Exercise objective:
Could you please transcribe the data exactly, without the pictures?

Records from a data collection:
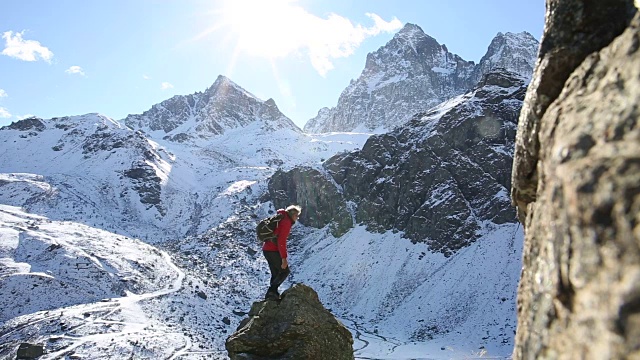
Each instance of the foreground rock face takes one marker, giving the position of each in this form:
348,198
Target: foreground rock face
576,182
296,327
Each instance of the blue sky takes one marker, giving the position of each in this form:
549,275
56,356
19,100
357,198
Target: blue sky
119,57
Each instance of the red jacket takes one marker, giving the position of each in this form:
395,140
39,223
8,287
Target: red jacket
282,231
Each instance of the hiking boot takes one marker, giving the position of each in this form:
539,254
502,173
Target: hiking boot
272,295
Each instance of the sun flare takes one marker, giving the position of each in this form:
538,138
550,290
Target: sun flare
264,28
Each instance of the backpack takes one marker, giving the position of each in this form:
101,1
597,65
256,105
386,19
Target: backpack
267,226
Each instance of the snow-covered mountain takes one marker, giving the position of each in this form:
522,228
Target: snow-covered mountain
413,73
135,238
222,107
427,212
95,170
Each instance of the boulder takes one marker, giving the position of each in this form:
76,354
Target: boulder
295,327
576,183
29,351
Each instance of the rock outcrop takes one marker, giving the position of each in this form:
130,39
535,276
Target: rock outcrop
296,327
576,185
222,107
317,193
413,73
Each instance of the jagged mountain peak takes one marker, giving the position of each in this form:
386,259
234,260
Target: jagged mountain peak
223,106
413,73
514,51
223,86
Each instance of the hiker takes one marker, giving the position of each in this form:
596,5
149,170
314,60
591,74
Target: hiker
276,251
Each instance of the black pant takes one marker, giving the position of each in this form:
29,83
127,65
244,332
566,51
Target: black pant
278,274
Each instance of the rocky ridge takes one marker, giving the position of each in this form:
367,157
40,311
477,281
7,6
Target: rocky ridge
221,107
413,73
440,178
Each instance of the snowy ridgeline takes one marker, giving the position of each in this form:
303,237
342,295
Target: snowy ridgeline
93,293
121,243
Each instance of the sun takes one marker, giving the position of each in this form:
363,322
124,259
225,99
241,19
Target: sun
262,28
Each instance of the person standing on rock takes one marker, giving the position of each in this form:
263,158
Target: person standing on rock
276,251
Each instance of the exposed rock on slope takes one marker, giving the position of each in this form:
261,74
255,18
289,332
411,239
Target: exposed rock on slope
440,178
413,73
297,327
576,183
222,107
321,200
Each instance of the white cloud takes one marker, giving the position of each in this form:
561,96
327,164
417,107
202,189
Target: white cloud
4,113
24,116
27,50
75,70
280,28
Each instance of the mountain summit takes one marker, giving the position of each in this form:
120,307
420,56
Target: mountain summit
413,73
223,106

Answer to the exercise:
Each instance of the foreground rock face takes one marker, giving the position of each in this form:
348,198
Target: foreground rock face
576,182
296,327
Each instance of the blue sky takes one marker, giving the position of each in this form:
549,275
56,356
19,100
357,198
Target: blue sky
119,57
Each instance of the red jacket takes one marker, giving the position of each in this form:
395,140
39,223
8,287
Target: red jacket
282,231
Each instance of the hiking boot takes one marker, giving the position of each in this form:
539,254
502,173
Target: hiking boot
272,295
Each instance of the sun flare takes one marker, giving the position of each in this form:
538,138
550,290
Target: sun flare
264,28
Each instance of the backpack takes one marker, giving the position of each in this form:
101,1
597,65
256,105
386,19
Target: backpack
267,226
Each instance of the snow-covered mountain takes one marker, giving the position of each in this form:
522,228
Target: snow-covered mountain
413,73
135,238
222,107
427,212
95,170
Each instance of the boulder takes one marker, giving the position of each in this form:
76,354
Target: boulder
295,327
576,183
29,351
Each instance of the rock outcrop takes one marker, giving the position of each in this form:
130,39
535,276
Target: rock outcrop
296,327
576,185
222,107
317,193
413,73
Each instance of the jagged mountain peak takes one marker, giving the position of each in this form:
386,259
234,260
Target: jagged mountain peak
223,106
413,73
514,51
223,86
Each instance of the hiker takes one marker, giving the position of each in this form:
596,5
149,170
314,60
591,74
Target: hiker
276,251
Each instance of the black pant takes one marker, giving the position of each in this form:
29,83
127,65
244,332
566,51
Target: black pant
278,274
Each instance of the rocky ridge takes one marker, giving the position of each in this form:
367,157
40,311
477,281
7,6
Target: rocky ridge
221,107
413,73
440,178
Each instance of the snowy ridgeline takes one marker, giving the position of each in this form:
303,237
342,295
Target: snowy ridgeline
93,293
121,243
Each instance of the sun takes one marker, giving the position of each in this form:
363,322
124,259
225,99
241,19
Target: sun
262,28
Each instance of the person standing on rock takes one marker, giving the position of each in this form:
263,158
Target: person standing on rock
276,251
Each instance of the exposed rock on slope takes one marker, giving the position of each in this form:
261,74
255,18
289,332
411,239
Target: exposed rock on slope
440,178
413,73
297,327
576,183
222,107
321,200
Each instance of the white cloud takes one marker, giving the position of each in this form:
561,96
327,164
417,107
202,189
Target: white cloud
4,113
24,116
27,50
75,70
280,28
Each instance of the mountain summit takes one marker, giving the position of each in this form:
120,307
420,56
Target: mountain summit
413,73
223,106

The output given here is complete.